■ **Input data**

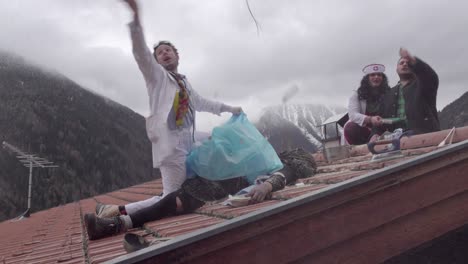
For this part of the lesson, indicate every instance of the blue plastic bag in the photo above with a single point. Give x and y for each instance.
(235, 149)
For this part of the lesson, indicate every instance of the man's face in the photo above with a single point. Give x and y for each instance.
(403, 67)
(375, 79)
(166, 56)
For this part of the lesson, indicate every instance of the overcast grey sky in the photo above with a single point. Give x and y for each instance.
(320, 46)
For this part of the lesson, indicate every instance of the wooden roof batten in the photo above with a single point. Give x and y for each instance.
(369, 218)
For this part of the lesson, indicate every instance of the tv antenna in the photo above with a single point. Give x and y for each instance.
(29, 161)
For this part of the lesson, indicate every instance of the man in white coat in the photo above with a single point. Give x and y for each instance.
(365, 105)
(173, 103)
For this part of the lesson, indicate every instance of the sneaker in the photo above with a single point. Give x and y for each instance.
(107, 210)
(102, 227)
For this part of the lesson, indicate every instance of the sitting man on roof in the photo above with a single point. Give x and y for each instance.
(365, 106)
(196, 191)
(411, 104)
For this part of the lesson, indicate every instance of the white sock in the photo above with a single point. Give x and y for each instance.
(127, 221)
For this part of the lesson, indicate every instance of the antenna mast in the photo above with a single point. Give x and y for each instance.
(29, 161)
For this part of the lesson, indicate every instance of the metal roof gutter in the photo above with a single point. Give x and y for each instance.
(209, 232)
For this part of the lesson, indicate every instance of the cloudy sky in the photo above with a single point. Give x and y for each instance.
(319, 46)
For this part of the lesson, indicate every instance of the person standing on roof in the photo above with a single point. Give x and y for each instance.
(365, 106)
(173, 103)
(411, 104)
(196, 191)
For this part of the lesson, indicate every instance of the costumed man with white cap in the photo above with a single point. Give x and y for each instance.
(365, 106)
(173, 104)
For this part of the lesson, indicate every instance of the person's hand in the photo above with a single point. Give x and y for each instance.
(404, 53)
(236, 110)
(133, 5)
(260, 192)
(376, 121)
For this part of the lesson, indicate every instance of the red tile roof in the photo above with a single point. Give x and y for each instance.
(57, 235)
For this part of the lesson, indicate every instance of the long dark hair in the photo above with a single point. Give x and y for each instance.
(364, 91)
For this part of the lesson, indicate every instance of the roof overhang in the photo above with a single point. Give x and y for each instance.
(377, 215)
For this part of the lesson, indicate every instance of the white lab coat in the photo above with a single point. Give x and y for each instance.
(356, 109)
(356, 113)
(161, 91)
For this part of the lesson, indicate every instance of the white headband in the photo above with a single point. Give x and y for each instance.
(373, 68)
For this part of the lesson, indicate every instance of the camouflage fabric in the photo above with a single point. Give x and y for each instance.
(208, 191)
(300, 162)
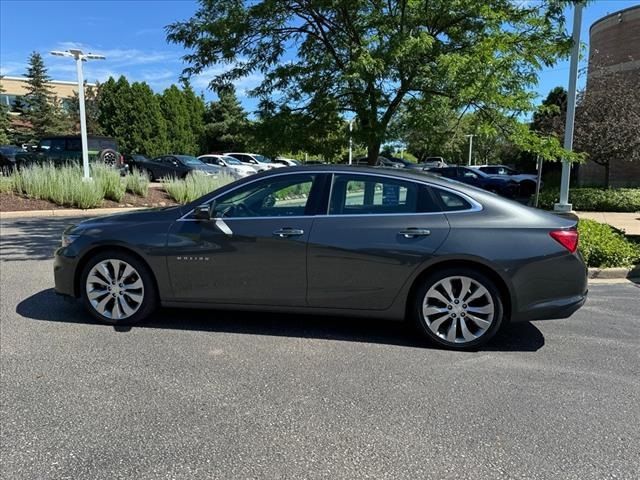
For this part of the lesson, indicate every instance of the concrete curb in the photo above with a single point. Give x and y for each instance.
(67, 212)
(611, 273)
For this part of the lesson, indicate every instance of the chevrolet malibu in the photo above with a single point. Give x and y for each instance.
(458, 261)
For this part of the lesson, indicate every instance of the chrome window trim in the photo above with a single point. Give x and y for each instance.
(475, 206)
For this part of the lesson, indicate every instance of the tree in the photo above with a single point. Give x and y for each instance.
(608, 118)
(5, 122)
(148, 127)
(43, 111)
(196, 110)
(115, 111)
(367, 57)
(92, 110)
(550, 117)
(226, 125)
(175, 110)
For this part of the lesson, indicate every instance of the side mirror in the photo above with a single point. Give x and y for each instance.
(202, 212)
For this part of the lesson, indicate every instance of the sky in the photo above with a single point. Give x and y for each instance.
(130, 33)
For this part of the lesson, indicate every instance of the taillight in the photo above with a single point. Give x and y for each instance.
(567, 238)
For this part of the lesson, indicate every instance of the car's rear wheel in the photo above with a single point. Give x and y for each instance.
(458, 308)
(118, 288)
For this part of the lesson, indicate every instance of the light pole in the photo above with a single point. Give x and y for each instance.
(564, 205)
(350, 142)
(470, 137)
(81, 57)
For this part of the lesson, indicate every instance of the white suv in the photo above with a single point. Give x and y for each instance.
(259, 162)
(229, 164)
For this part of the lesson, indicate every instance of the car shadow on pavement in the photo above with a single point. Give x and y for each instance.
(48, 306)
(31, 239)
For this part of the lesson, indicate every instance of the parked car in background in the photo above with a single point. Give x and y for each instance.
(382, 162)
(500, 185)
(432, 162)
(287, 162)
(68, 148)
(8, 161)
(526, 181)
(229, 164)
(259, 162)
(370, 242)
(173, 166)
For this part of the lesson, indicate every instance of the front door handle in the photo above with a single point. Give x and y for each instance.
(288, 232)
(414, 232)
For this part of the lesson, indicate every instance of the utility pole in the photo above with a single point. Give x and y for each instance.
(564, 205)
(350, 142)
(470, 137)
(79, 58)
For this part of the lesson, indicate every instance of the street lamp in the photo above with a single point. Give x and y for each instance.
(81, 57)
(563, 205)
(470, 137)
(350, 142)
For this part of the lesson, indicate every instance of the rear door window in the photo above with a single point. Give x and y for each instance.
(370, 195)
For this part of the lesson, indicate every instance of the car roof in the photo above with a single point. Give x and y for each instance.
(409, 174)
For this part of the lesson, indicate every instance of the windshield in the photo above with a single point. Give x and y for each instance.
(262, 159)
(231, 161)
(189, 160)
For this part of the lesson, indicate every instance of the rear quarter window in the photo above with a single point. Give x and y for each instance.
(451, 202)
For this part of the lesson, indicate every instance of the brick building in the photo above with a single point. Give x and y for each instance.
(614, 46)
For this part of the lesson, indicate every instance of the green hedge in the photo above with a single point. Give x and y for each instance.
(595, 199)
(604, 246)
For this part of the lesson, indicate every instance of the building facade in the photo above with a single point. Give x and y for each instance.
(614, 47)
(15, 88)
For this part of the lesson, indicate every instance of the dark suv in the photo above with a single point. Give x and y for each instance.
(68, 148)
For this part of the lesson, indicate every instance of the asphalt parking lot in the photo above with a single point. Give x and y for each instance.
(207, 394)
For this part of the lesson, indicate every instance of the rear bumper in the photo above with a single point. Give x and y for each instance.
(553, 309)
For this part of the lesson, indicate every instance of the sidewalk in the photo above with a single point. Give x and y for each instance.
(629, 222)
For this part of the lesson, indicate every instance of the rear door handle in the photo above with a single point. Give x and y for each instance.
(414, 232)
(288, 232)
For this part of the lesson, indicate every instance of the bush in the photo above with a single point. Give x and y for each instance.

■ **Exercise**
Every line above should be copied exactly, apart from any pictures.

■ **Result**
For this part of the lesson, indicate every instance of the blue plastic bag in the photo above with a single point. Give x and y for each instance.
(235, 149)
For this part of the lesson, indicate every instance of the man's face in the photo above with a single point. Give x and y for each instance.
(403, 67)
(375, 79)
(166, 56)
For this part of the lesson, indicate every instance of the overcast grey sky in the photo above with a single point. Give x and y for each instance.
(320, 46)
For this part of the lesson, indicate every instance of the wooden roof batten in the photo above with a single point. Give x and y for each instance.
(369, 218)
For this part of the lesson, indicate every instance of the tv antenna in the photo above with a single point. Give x and y for each instance.
(29, 161)
For this part of the lesson, indicate every instance of the man in white coat in the photo above with a single point. Give x and y for each instance.
(365, 105)
(173, 103)
For this part of the lesson, indicate every instance of the sneaker in the photo above with a single point. Give x and y for each instance.
(107, 210)
(102, 227)
For this part of the lesson, indicate every instance of the sitting man on roof in the photo above with a single point. Give x and y for each instance.
(365, 106)
(196, 191)
(411, 104)
For this part of the lesson, indicate every instance of the white sock in the photo above with a single point. Give x and y for each instance.
(127, 221)
For this part of the lesson, indicate every instance of the antenna mast in the photo above with a single point. Give x and y for each instance.
(29, 161)
For this part of the lesson, indicate every instance of the metal roof gutter in the photo above with a single point. Give x and y for each instance.
(209, 232)
For this part of the lesson, indicate every instance of the cloudy sky in the photo above with a single point. Give x and y for each instance.
(319, 46)
For this part of the lesson, indicate every instance of the person standing on roof in the photo above with a single point. Give x and y for each instance.
(365, 106)
(173, 103)
(411, 104)
(196, 191)
For this part of the lesson, indicate every instance of the costumed man with white cap in the photo above with a single point. Give x and y for each instance.
(365, 106)
(173, 104)
For this part of the lesson, indicate every instance of the person's hand in the photo above with a single point. Give x and y for each instance.
(404, 53)
(236, 110)
(133, 5)
(260, 192)
(376, 121)
For this part of the lesson, indicate every instance of the red tile roof in the photo above with a single point. Give x and y for each instance.
(57, 235)
For this part of the lesson, indicate every instance of the long dark hair in the photo above with a single point. Give x and y for each instance.
(364, 91)
For this part of the lesson, indicate every instance of the roof overhang in the photo above with a single point. Give x and y for each instance.
(377, 215)
For this part of the lesson, indicate every instance of the white lab coat in the photo above with a single point. Give x and y for each instance.
(356, 109)
(356, 113)
(161, 91)
For this part of the lesson, indicate every instance of the white headband in the photo above with a single point. Give x and y for each instance.
(373, 68)
For this part of the lesson, indicate every instance of the camouflage fabric in the photo above with a single point. Give x and y for each instance.
(208, 191)
(300, 162)
For this part of the lesson, indicate every instance of the concrete curb in the photo above with a single point. Give x and y for each instance.
(67, 212)
(611, 273)
For this part of the lesson, indicate every instance of the chevrolet malibu in the photo above with a single point. Give x and y for each instance.
(458, 261)
For this part of the lesson, indicate every instance of the chrome window trim in the photo above with a single point. Give x and y for each instance.
(475, 206)
For this part of the lesson, indicate every instance of the tree in the photo above with a single point. Give x and y for each instance.
(608, 118)
(5, 122)
(148, 127)
(43, 111)
(196, 110)
(115, 111)
(367, 57)
(92, 110)
(550, 117)
(226, 125)
(175, 110)
For this part of the lesson, indicate every instance of the side mirror in the photo above with a single point. Give x and y for each instance.
(202, 212)
For this part of the lesson, indicate every instance of the sky in the photo above with a single point. Give x and y for each instance.
(130, 33)
For this part of the lesson, indicate every instance of the taillight in the photo above with a single point. Give x and y for each instance.
(567, 238)
For this part of the lesson, indicate every instance of the car's rear wheel in the photo above with a single point. Give x and y for each instance.
(458, 308)
(118, 288)
For this part of the lesson, indicate every instance of the light pole in the photo above with a single point. Give x and y for each instance.
(564, 205)
(350, 142)
(470, 137)
(81, 57)
For this part of the lesson, indicate every instance of the white suv in the photo above with a single point. Give x and y for each instance.
(259, 162)
(229, 164)
For this part of the lesson, indicate every instance of the car shadow on pavement in the photo above with a single point. Give x and y for each instance.
(48, 306)
(31, 239)
For this part of the lesson, indicate every instance of the parked car in background in the photo above with a single point. Give x and y for each instance.
(382, 162)
(500, 185)
(432, 162)
(287, 162)
(68, 148)
(8, 161)
(526, 181)
(229, 164)
(259, 162)
(370, 242)
(173, 166)
For this part of the lesson, indicate every instance of the front door handle in the photo above with a single point. Give x and y for each instance.
(288, 232)
(414, 232)
For this part of the lesson, indicate every instance of the utility pole in the photo above with a single point. Give x and y for each instance.
(564, 205)
(350, 142)
(470, 137)
(79, 58)
For this part of the lesson, indicate every instance of the street lamp in the photo above with a single point. Give x and y for each instance.
(81, 57)
(563, 205)
(470, 137)
(350, 142)
For this part of the lesson, indicate every instance of the rear door window in the photo above with a single point. Give x and y for each instance.
(370, 195)
For this part of the lesson, indicate every instance of the car roof in the photo above with a single point. Give x and y for each instance.
(409, 174)
For this part of the lesson, indicate every instance of the windshield in the photo above with a single point. Give x and y for each instance.
(262, 159)
(231, 161)
(189, 160)
For this part of the lesson, indicate every instance of the rear quarter window in the photo above with a single point. Give x and y for each instance.
(451, 202)
For this part of the lesson, indicate every instance of the brick building in the photo above with a single point. Give x and y for each instance.
(614, 46)
For this part of the lesson, indicate every instance of the green hedge in the photo above with a single point. Give x and y for each instance.
(595, 199)
(604, 246)
For this part of the lesson, indicate every instance of the building facade in the photo above with a single point. Give x and y for each instance.
(614, 47)
(15, 88)
For this part of the lesson, indicate every instance of the dark suv in the photo above with a single point. Give x and y for each instance.
(68, 148)
For this part of the lesson, indicate every instance of the asphalt parking lot in the photo above with a single point. Give x and y for each instance.
(207, 394)
For this part of the lesson, indicate every instance of the rear bumper in the photo above with a single point. Give x and y for each instance.
(553, 309)
For this part of the lesson, indicate every instance of the sidewalk in the photo above with a single point. Give x and y for each instance.
(629, 222)
For this part of the lesson, indicate every instance of the rear door handle in the photo above with a single point. Give x and y for each instance.
(414, 232)
(288, 232)
For this part of the lesson, indicate every instance of the bush in the photo above with a single point. Give x and y for each instance.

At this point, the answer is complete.